:: Problem description ::
Arrange the rows as a numbered list, from their start up to and including the line with "235], [486, 237]]". Omit blank lines and leave out the pictures.

Rows from a pointing dataset
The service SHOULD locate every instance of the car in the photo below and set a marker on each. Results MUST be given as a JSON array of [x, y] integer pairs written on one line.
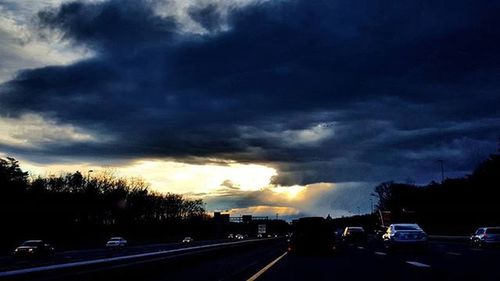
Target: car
[[354, 235], [187, 240], [116, 242], [405, 235], [34, 248], [312, 235], [486, 237]]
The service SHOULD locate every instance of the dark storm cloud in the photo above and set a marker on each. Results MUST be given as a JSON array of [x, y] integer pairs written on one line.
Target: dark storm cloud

:: Written solution ::
1. The service SHOULD locate every instance of the car in the photo below and set a marker on each. Results MUST be given as a JSON array of [x, y] integer pairs written on one line.
2. Target: car
3. [[354, 235], [187, 240], [116, 242], [405, 235], [34, 248], [312, 235], [486, 237]]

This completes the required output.